• 提示文:

══════════════════════════════

そのため皮膚科では患者1人当たりの診療時間を短くして回転率を高めないといけない経営的な事情があります。
「圧倒的に丁寧な診療」を実現するための美容皮膚科
著者はミッションとして「圧倒的に丁寧な診療」を掲げています。
しかし、上記の回転率を高める必要のある経営において、このミッションの実現と板挟みになっていました。回転率を高めようとすると、患者1人当たりの診療時間をぎりぎりまで減らしスタッフも余裕がなくなるため、スタッフも患者も満足度が下がります。
そこで単価の高い美容皮膚科を加えることで1人当たりの患者単価を上げ、患者1人への丁寧な診療を実現しています。
患者満足度の向上
他院では対応できないケース
他院ではレーザー治療の結果が伴わなかったりする場合もあります。
また、他院で副作用の火傷を負うようなケースでも、保険診療にて継続して対応が可能なため患者さんは安心して通院が出来ます。
治療の選択の幅が広がる
ハイブリッド皮膚科であることで患者さんの症状合わせてあらゆる治療方法の提案が行えます。
例えば、アトピーの患者には美容皮膚科のような施術をお断りするケースでも、皮膚の状態を判断して美容医療を提供できたり、もし皮膚トラブルがあった場合でもそのまま同院で適切に対応が出来ます。
また、ニキビやニキビ跡の治療でも自費で行うことで有効な方法があり、保険診療から自費診療迄のオプションがあることで患者さんの選択肢が広がります。
医師やスタッフの満足度向上
自費では保険診療の制度に縛られないため、様々なサービスの発想と金額設定が可能になります。
それゆえに、スタッフの提案等で化粧品やエステなど、保険診療ではできないことが可能になり、スタッフは自分自身の企画によりやりがいや成長が得られるようになります。
また、美容皮膚科の領域は新しい診療や技術が生まれており、好奇心を満たすという意味でも医師としてとてもやりがいのある分野です。
スタッフマネジメント
著者は「患者さんと真摯に向き合い、良い診療をしていれば、自然とスタッフがついてくる」「こんなに腕のいい人気ドクターと働けて幸せだろう」と考えていましたが、大きな間違いでした。
スタッフに対しても患者さんと同じくらいしっかりと向き合い、大切にしなければならなく、スタッフがやりがいをもって持って働ける環境を作らなければならないことに気づいています。
医者は社会の常識を知らない
医師は研修医時代から「残業代が出ない」「有給休暇が取れない」「自己研鑽としての勤務時間」などを経験していることが多いです。
このような医師の働き方の感覚を一般的な感覚に持ち込むことは危険です。
例えばお昼休憩時のお弁当を食べながらの勉強会は一般的には勤務時間になります。
他にも、自由診療の消費税や減価償却など会計上の仕組みについても知っておく必要があります。
次々に辞めていくスタッフ
院長として夜中まで頑張っている中で、職員満足度調査を行ったところ職員の不満が多く出てきたことで著者はピリピリとしていました。

══════════════════════════════

• データセット記録:
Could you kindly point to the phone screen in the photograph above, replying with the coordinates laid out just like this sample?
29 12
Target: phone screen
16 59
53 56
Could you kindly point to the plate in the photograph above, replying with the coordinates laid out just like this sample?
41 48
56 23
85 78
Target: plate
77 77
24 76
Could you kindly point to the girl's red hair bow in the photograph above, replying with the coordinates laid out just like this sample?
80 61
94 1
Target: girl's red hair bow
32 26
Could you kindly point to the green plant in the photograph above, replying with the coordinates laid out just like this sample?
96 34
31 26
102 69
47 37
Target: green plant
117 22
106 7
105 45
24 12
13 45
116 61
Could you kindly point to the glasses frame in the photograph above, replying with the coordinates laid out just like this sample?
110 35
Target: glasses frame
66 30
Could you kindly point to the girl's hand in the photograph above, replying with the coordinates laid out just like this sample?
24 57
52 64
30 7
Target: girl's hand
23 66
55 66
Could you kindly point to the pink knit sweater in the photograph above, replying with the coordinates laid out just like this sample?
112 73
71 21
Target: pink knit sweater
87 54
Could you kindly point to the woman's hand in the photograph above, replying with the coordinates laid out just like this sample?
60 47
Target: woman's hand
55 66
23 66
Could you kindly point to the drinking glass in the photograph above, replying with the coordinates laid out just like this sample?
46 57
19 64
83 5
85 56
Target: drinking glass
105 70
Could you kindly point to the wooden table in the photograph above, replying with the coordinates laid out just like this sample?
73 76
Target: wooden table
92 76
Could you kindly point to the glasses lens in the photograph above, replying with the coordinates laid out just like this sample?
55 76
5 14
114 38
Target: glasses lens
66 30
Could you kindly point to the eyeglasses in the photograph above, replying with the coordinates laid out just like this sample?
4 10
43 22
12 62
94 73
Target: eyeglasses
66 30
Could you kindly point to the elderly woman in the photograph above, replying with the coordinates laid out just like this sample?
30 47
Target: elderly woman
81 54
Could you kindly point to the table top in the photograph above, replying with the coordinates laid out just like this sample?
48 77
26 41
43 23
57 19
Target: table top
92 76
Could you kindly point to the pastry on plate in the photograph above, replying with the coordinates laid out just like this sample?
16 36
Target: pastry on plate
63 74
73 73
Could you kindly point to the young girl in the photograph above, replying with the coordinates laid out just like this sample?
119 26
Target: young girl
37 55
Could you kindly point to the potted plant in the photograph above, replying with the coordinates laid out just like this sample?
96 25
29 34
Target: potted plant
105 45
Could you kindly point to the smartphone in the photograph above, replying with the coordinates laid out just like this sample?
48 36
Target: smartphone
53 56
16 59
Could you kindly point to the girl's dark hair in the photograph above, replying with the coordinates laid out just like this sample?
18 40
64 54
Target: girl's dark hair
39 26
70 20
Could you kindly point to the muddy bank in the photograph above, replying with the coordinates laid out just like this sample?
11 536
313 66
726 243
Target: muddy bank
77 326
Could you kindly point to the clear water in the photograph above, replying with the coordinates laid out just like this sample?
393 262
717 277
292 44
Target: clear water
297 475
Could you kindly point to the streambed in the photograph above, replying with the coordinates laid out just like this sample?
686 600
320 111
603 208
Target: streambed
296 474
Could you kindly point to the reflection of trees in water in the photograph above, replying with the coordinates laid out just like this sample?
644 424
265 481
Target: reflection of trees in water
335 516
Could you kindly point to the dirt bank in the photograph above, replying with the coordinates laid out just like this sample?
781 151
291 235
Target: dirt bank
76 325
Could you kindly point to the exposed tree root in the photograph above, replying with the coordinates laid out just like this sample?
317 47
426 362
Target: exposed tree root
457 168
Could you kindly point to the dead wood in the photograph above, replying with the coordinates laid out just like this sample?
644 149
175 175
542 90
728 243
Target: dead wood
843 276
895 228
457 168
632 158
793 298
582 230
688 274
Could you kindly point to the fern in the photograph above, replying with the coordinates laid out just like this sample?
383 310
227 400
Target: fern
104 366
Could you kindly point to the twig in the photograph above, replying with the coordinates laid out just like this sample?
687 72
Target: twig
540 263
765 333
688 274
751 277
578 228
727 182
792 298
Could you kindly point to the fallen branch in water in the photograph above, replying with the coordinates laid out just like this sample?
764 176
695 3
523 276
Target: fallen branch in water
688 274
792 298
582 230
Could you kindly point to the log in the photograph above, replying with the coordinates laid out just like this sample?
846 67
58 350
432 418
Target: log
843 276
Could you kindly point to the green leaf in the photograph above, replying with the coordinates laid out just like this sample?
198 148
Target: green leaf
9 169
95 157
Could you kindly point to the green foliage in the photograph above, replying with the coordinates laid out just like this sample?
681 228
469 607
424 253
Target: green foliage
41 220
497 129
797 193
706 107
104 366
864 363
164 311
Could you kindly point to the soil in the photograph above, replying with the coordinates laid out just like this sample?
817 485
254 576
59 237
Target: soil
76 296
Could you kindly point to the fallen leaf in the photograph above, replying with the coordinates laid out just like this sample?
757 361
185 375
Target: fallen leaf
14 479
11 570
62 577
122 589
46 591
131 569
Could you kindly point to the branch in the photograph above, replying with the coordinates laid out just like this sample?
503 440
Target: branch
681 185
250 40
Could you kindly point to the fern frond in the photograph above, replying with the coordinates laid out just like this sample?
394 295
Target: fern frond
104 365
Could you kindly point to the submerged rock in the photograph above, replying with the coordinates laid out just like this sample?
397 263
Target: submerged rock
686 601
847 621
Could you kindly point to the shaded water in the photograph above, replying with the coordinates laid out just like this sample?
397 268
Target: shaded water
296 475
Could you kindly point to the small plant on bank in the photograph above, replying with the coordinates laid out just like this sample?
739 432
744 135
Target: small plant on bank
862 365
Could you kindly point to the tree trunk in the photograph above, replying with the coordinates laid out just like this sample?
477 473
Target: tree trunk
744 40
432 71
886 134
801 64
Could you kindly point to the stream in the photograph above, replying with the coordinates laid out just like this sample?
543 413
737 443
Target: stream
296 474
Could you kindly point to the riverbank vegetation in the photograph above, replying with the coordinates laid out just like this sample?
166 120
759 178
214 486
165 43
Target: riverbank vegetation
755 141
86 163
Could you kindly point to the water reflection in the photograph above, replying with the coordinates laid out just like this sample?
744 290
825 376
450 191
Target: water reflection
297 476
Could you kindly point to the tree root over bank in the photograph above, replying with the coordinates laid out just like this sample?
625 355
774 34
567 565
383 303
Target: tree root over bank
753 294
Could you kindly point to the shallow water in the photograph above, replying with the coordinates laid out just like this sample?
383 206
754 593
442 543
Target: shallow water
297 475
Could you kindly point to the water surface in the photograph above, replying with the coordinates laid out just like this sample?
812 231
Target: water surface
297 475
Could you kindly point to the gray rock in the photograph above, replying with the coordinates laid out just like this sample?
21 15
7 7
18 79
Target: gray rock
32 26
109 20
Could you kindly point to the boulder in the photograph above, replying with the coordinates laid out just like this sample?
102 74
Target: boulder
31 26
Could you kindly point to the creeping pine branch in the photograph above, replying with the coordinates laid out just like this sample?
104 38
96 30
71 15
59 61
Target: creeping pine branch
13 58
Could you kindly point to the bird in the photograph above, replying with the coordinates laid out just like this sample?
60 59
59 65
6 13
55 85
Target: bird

══════════════════════════════

• 取り組む課題:
• A. 提示文で、著者がミッションとして掲げているものは何ですか？
• B. 提示文のうち「しかし、上記の回転率を高める必要のある経営において」で始まる段落を、主な内容を残してより短く書き直してください。

• 課題別の回答:
• A. 「圧倒的に丁寧な診療」です。

• B. 回転率を高めなければならない経営は、このミッションの実現と相反していた。回転率を上げるには患者1人当たりの診療時間を極限まで削ることになり、スタッフの余裕もなくなるため、スタッフと患者の双方の満足度が下がる。